| LESETEXT |
____________________
Die Erkrankung des Vorderfußes Hallux valgus als Ausdruck eines Spreizfußes entsteht durch das Einsinken des vorderen Quergewölbes. So verbreitert sich der Ballenbereich. Die Sehne des Großzehenanlegers zieht den Großzeh nach außen, und es steht der erste Mittelfußknochen vermehrt nach innen. Letztendlich tritt der Großzehenballen am Fußinnenrand oft deutlich hervor. Außerdem können sich durch die verkürzten Beugesehnen sich oft Hammer- und Krallenzehen entwickeln, so Endrich.
Diese Verformung betrifft weitaus mehr Frauen als Männer. Neben genetischen Ursachen kommen auch Verletzungen und vor allem das Tragen von hohen Schuhen, den High Heels infrage. Die Folge sind Schmerzen und Funktionsverlusten am Fuß, die es zu therapieren gilt. Als konservative Möglichkeiten führte der Orthopäde die medikamentöse Therapie mit Schmerzmitteln, Anti-Rheumatika und Krankengymnastik an – unter anderem die Spiraldynamik.
Einen operativen Eingriff sieht er als letzte Möglichkeit, wenn sehr starke Schmerzen die Lebensqualität einschränken, offene Geschwüre am Ballen entstehen, die Funktionen massiv eingeschränkt sind und eine zunehmende Verformung, insbesondere bei den Kleinzehen, droht. Möglich sind Achsenkorrekturen des ersten Mittelfußknochens, dem Grundglied des Großzehs oder dem mittleren Keilbein. Alternativ, aber drastischer sind Gelenkversteifungen oder -entfernungen, die gelenkresezierenden Operationen. Die Operationsverfahren richten sich nach der Ausprägung des Abspreizungswinkels. Zur Nachbehandlung muss der Vorfuß etwa sechs Wochen entlastet und gleichzeitig eine Thromboseprophylaxe durchgeführt werden. Die Entfernung der Schrauben oder ähnlichem ist nicht notwendig.
____________________
| DATENTEIL |
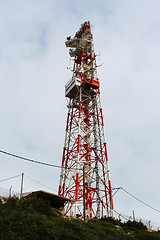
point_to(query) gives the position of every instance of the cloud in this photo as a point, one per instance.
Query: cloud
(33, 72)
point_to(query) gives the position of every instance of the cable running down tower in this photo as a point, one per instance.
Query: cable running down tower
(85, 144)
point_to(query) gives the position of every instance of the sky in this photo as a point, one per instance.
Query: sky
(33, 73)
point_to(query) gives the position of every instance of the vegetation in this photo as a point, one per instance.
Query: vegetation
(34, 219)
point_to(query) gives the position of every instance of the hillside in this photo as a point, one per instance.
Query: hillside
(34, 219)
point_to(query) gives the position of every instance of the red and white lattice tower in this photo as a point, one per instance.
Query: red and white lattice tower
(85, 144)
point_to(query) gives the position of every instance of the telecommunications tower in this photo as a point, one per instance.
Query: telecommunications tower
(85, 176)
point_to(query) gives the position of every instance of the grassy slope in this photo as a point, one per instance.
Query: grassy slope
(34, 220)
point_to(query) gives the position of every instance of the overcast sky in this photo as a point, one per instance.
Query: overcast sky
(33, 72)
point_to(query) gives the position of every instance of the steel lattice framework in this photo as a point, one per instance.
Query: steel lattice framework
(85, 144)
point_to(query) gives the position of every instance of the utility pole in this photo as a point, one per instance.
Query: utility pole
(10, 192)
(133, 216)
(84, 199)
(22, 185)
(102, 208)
____________________
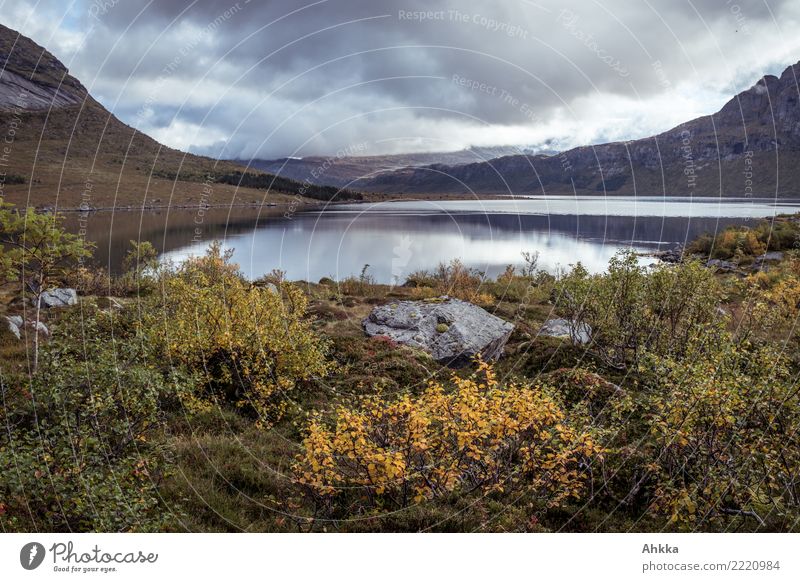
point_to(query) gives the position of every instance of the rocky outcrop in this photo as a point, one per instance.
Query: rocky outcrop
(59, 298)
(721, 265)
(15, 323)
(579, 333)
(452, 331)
____________________
| ARBEITSANWEISUNGEN |
a: Schreibe aus dem Text über Hallux valgus den Abschnitt von „Diese Verformung betrifft“ bis „anderem die Spiraldynamik.“ erneut ab und tausche dabei „Krankengymnastik“ gegen „Physiotherapie“ aus.
b: Wie lange muss der Vorfuß nach dem Text über Hallux valgus zur Nachbehandlung entlastet werden?
Für die Bearbeitung ist das Material ohne Bedeutung.

| LÖSUNGSÜBERSICHT |
a:
Diese Verformung betrifft weitaus mehr Frauen als Männer. Neben genetischen Ursachen kommen auch Verletzungen und vor allem das Tragen von hohen Schuhen, den High Heels infrage. Die Folge sind Schmerzen und Funktionsverlusten am Fuß, die es zu therapieren gilt. Als konservative Möglichkeiten führte der Orthopäde die medikamentöse Therapie mit Schmerzmitteln, Anti-Rheumatika und Physiotherapie an – unter anderem die Spiraldynamik.

b: Etwa sechs Wochen.